Data section START

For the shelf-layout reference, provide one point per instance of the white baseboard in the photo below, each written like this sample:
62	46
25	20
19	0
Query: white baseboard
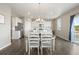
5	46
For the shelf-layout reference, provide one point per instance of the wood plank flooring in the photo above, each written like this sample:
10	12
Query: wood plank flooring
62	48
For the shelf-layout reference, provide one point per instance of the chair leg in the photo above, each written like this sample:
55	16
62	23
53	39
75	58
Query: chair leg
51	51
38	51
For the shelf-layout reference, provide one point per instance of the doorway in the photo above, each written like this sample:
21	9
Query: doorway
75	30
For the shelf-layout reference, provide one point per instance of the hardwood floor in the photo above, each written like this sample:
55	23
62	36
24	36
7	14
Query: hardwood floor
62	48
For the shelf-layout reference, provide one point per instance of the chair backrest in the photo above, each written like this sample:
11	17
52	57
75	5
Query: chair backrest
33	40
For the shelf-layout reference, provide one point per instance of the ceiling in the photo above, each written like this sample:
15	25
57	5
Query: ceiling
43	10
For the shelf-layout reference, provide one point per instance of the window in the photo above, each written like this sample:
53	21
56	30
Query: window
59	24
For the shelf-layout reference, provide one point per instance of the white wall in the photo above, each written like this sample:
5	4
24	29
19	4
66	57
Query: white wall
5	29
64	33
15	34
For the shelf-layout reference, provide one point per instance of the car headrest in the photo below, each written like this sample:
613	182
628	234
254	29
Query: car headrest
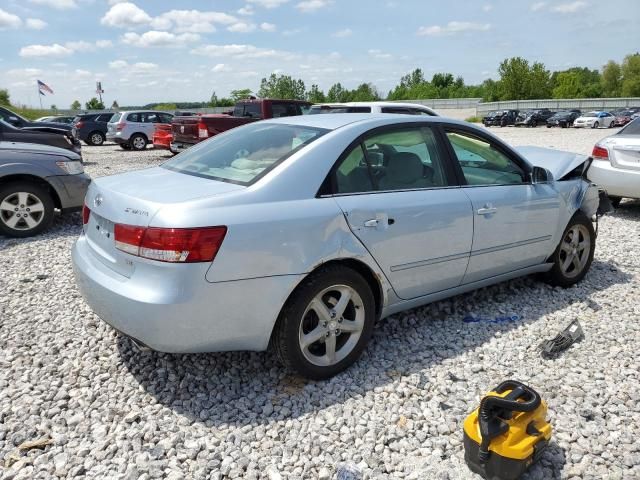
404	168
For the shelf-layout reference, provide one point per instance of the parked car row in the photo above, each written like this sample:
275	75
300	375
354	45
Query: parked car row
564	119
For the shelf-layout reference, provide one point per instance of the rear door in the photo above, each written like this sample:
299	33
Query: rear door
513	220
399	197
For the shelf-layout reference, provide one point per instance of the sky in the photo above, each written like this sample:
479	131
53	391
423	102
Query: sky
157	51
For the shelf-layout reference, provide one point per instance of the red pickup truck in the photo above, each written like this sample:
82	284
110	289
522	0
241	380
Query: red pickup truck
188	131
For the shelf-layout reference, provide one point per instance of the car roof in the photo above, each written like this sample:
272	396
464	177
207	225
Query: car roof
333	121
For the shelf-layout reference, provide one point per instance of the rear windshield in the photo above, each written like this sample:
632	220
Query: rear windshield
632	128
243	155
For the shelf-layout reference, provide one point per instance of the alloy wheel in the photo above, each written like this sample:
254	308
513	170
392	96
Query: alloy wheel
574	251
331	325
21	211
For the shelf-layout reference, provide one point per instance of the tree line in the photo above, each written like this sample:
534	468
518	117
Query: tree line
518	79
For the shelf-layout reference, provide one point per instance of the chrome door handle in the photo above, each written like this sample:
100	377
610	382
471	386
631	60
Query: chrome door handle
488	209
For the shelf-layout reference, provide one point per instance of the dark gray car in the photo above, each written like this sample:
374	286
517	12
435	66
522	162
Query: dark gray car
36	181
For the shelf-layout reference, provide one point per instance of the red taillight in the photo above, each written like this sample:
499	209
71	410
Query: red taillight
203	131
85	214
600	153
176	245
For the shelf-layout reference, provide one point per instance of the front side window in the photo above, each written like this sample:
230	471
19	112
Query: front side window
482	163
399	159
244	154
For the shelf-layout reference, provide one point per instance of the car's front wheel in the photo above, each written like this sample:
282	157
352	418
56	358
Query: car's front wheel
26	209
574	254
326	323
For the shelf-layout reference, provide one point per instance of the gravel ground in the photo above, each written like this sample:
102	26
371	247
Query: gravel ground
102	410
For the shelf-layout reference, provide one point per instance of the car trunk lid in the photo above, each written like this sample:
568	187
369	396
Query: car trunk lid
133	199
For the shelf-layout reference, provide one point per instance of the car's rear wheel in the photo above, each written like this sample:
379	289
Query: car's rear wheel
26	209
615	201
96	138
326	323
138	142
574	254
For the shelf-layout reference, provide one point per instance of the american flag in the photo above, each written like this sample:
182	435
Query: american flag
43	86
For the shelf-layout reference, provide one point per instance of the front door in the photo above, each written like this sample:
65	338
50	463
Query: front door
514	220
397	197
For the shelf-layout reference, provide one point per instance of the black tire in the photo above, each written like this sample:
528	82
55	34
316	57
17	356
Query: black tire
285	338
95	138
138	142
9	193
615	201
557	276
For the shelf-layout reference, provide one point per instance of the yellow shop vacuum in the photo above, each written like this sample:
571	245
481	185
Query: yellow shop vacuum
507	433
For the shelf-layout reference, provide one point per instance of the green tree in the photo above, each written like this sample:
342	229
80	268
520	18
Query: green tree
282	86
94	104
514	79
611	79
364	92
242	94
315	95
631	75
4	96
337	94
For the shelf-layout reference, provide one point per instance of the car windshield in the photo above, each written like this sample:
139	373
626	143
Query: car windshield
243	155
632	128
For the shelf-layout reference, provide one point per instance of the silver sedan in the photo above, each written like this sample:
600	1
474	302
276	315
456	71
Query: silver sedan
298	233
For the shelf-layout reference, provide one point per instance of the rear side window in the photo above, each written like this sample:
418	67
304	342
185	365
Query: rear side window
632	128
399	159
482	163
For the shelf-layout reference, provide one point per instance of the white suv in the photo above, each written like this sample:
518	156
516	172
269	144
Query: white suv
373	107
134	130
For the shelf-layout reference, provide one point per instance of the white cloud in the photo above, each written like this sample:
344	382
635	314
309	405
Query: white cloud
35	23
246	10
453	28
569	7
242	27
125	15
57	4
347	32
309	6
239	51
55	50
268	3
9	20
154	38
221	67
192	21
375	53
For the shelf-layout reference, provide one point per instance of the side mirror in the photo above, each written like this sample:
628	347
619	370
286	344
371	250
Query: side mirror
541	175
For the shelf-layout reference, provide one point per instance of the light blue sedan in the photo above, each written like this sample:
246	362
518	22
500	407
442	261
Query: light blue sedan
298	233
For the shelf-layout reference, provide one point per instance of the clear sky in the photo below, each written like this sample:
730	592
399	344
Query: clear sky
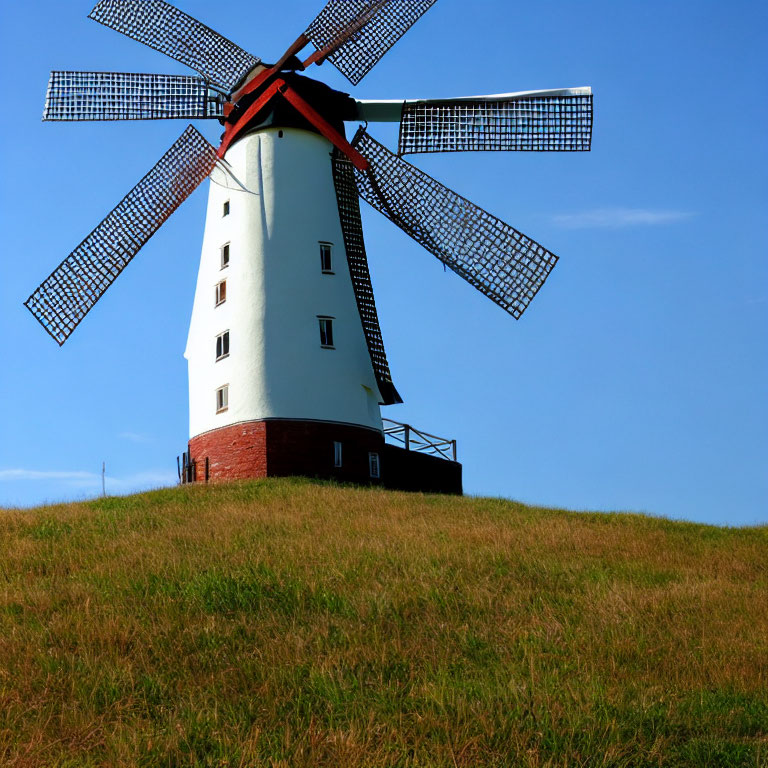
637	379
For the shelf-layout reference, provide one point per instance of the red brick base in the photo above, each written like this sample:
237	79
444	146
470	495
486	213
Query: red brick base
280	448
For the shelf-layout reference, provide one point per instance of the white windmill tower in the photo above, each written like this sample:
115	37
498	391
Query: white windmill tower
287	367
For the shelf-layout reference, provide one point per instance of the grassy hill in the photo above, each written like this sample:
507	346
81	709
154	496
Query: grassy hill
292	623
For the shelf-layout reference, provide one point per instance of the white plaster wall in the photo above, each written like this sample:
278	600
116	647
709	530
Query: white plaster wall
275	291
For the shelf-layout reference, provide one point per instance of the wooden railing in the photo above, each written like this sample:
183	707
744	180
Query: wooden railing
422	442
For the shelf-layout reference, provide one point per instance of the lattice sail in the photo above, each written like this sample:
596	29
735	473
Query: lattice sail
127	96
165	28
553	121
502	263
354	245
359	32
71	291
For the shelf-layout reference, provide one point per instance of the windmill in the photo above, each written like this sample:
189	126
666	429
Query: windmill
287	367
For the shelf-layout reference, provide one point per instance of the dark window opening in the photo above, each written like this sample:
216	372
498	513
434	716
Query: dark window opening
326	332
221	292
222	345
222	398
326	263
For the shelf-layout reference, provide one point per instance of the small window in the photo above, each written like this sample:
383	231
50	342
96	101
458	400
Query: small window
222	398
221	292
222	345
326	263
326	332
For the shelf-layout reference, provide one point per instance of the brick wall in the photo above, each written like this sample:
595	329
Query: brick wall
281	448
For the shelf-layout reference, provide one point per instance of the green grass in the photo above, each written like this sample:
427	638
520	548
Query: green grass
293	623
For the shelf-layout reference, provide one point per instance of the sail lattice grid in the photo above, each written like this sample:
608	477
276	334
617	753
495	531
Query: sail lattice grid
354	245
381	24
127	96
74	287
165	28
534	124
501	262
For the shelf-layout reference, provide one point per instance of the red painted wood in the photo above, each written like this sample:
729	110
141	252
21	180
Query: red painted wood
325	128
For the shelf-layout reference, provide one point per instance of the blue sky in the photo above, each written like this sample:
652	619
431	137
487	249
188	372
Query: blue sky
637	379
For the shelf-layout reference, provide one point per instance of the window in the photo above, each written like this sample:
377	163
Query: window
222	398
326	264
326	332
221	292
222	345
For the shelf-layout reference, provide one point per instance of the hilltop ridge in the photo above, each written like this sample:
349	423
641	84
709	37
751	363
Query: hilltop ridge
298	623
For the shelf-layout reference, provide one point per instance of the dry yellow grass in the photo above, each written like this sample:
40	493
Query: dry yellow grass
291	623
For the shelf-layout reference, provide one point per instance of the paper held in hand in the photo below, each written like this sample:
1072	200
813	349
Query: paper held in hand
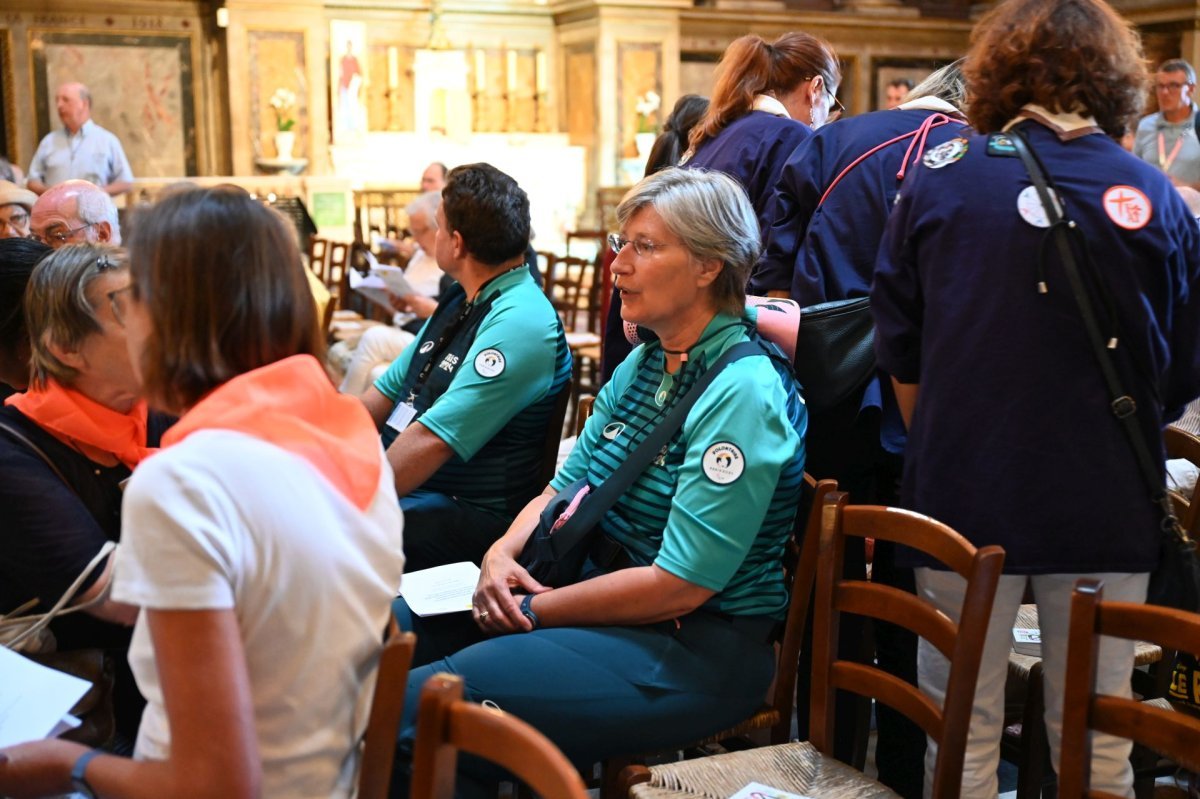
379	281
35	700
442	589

Data section END

:: Problem ::
Filter the entries and copy out every line with the word "below".

:: Written solution ::
For the shelf-layout reference, provide one point per instance of the white baseboard in the photo below, each written like this sample:
For the shelf-layout reference, provide one point per instance of the car headrest in the photo below, each written like this sample:
For the shelf-layout reference, provide one point per instance of the clear sky in the photo below, each written like this sample:
For the shelf-layout reference, provide one point per instance of the paper held in hand in the photo below, each written like this sample:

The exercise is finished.